• Exercise description
Restate exactly, and only, the lines spanning from the one with "Query: utensil holder" to the end of the records below.

Data excerpts:
↓↓↓

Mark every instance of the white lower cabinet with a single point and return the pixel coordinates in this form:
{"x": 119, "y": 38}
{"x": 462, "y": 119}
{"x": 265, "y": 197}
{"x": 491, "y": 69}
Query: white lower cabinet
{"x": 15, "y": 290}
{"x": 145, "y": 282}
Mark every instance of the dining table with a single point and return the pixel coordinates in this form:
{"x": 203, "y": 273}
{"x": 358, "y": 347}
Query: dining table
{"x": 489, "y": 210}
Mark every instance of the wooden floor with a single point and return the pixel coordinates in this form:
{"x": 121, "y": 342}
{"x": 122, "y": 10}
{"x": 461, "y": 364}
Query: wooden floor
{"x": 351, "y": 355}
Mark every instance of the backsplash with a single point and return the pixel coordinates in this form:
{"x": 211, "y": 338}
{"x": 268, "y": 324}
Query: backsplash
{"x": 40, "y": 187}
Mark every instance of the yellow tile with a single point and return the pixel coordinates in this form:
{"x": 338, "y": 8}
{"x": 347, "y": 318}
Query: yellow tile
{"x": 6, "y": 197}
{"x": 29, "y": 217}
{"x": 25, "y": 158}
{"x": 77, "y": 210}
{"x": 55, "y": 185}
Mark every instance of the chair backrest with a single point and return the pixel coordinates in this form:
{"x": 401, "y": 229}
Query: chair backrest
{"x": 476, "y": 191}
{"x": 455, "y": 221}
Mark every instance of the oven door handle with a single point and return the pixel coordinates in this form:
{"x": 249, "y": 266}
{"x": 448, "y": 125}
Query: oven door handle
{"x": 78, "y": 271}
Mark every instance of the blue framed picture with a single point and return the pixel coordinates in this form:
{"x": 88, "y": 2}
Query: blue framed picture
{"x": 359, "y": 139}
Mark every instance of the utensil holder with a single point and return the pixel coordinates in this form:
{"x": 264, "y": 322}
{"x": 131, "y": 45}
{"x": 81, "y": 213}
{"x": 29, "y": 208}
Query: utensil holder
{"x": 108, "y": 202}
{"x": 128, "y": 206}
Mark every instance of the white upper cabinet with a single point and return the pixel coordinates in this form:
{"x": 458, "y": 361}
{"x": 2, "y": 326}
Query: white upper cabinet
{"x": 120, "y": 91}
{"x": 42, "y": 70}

↑↑↑

• Exercise response
Query: utensil holder
{"x": 108, "y": 202}
{"x": 128, "y": 206}
Mark every instance of the white upper cabinet with a single point and return the pixel coordinates in this form:
{"x": 458, "y": 361}
{"x": 2, "y": 326}
Query: white upper cabinet
{"x": 120, "y": 91}
{"x": 42, "y": 70}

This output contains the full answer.